-------- Reading text

So, every morning that we got ready to leave our lovely little gite, we had this little friend to help…
Hehe, isn’t she sweet?
A leisurely morning was spent finishing up spelt sourdough bread spread with local honey, and picking up provisions from the market at Excideuil. This was a very good market, spread out along a long street and up to a square.
I could live off meals like this at the moment: tasty, simple and stuffed full of vegetables. This was a leftovers meal, the pan-fried summer vegetables I’d made the day before, cooking sliced onion, peppers, and courgettes in olive oil before adding a couple of chopped plum tomatoes from a tin (not the juice).
The potatoes had also been boiled up the day previously, and these I crisped up in the frying pan – something my mom used to do a lot when I was growing up. All popped on a plate with a dressed salad (a creamy quince and cider dressing bought from Bath Farmer’s Market) and a big dollop of herby cream cheese.
For someone who loves his meat, I love that one of Mr Rigg’s favourite meals is mushroom burgers.
This week we decided to make a summery version, with a little mayonnaise smeared on the sliced buns, the mushrooms grilled with a garlicky butter, then filled with blobs of soft goat’s cheese and a sprinkling of chives. Finally they were topped with a handful of salad, including tiny nasturtium leaves.
One day I hope to make this meal again, with everything but the sausages grown in my garden or on our allotment. I do believe that the best food is made with what’s available seasonally and from an idea of what it is you want to eat.
What started as a simple meal (and possibly one of our favourites), of grilled sausages, new potatoes and salad, turned into something a bit more interesting. The sausages came from the fab new Kenyon Hall Farm Shop, the new potatoes were boiled and violently shaken with salty butter and lots of mint from the garden.
But it was the salad that became something far better, using up odds and ends from the garden and the fridge. To a bowl I finely sliced spring onions, added a splash of white wine vinegar and some salt – I like to do this to take the edge off the onions. Otherwise I find that all you can taste is onion.
Last week we had incredible fish and chips from a place in Didsbury called Frankie’s Fish Bar, but it left me feeling guilty that all I’d eaten for dinner was deep-fried fish and potatoes.
So I was determined the following night to fill us full of vegetables, and this is what I came up with…
All the vegetables were English, although not grown by me. There were new potatoes, boiled and tossed in lots of salty butter and black better. Pink and white radishes sliced in half, asparagus spears and baby carrots blanched and sliced.
Broad beans and fresh peas shelled and briefly cooked in simmering water. Lots of seasonal salad leaves, crispy bacon shards, and those gorgeous nasturtium flowers (bought from Waitrose, so delighted they’re selling edible flowers).

----------------

*Work to be completed*.
Write the next part of the blog post about summer meals, picking up after its final sentence.

-------- Rows

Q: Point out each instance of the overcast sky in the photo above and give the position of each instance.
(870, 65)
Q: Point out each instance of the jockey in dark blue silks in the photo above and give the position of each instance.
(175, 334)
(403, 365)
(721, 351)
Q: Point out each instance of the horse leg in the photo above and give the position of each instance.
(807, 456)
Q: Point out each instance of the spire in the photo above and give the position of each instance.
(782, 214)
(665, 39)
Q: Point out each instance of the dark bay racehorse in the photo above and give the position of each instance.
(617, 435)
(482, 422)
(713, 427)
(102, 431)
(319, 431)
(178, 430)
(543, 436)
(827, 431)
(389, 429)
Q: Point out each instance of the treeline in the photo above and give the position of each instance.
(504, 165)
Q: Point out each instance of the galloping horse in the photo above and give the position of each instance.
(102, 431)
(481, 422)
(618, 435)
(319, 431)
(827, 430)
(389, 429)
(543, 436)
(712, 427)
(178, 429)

----------------

*Solved exercise*.
Not a lot of complicated stuff, just a lot of shelling broad beans and slicing. But really delicious – I want to eat more of this sort of food over the summer.
I’ve made chopped salads before and love the simplicity of the concept – chop a whole load of salad ingredients together with a splash of dressing. Yup, that’s it. It appeals to me when I’m working at home and want a quick but healthy sort of lunch.
It may seem daft to sort of mush up all those lovely ingredients into one pile of finely chopped salad, but I think it actually does something to the flavour. By chopping things together the flavours begin to mingle to create something new and wonderful.
For this green salad, I started by chopping together lettuce (a crisp crunchy lettuce like cos or baby gem work best – soft leaved lettuce will just disappear into nothing), cucumber, spring onions, and parsley (but you could use herbs and a mixture would be lovely).
Then I chopped up an avocado and mixed everything together in a bowl. Next, I made a hollow in the salad and added my dressing ingredients – a place of mustard (I used Dijon), vinegar (I used red wine vinegar), extra virgin olive oil, salt and pepper.
Then give everything a really good mix together so that all the ingredients and flavours can start to mingle.
At this point taste it and adjust the dressing flavourings to taste. You can also add in other bits and pieces – I crumbled in some Cheddar cheese.
Finally, I mounded it into my bowl and topped with a generous sprinkle of crumbled Cheddar. A fantastic way to eat a lot of vegetables – in this case a lot of green ones – and a different take on the salad.
What do you put into your chopped salad? Pieces of crispy bacon appeal to me.
Christmas Eve lunch – a simple winter salad of warm potatoes, crispy bacon, chopped celery leaves and a dressing of mustard, cider vinegar and shallots.
This was my first attempt at this delicious sounding salad from Rose Prince’s The New English Table – I tried to follow the amounts for the dressing, but it wasn’t quite how I wanted it, so I just tweaked the ingredients until I was happy.
Winter potato, bacon and celery leaf salad
Feeds 4
20 new potatoes
6 rashers of streaky bacon
1 tsp sugar
1 tbsp Dijon mustard
175ml olive oil
1 tbsp cider vinegar
2 tbsp water
Handful of celery leaves
2 shallots
Salt and pepper
Cook the potatoes in salted boiling water until done. Drain and cut in half or quarters.
Meanwhile, fry the bacon until crispy.
Mix together the sugar, mustard, olive oil and water – I like to use a jam jar as you can screw on the lid and shake it. Add the shallots, then season with salt and pepper to taste.
Pop the cooked potatoes into a bowl. Tear up (or cut up) the crispy bacon and add to the potatoes. Drizzle over the dressing and sprinkle over chopped celery leaves. Stir everything together.
I’m set on making this meal one of my winter staples. It was so delicious, and not difficult at all to make.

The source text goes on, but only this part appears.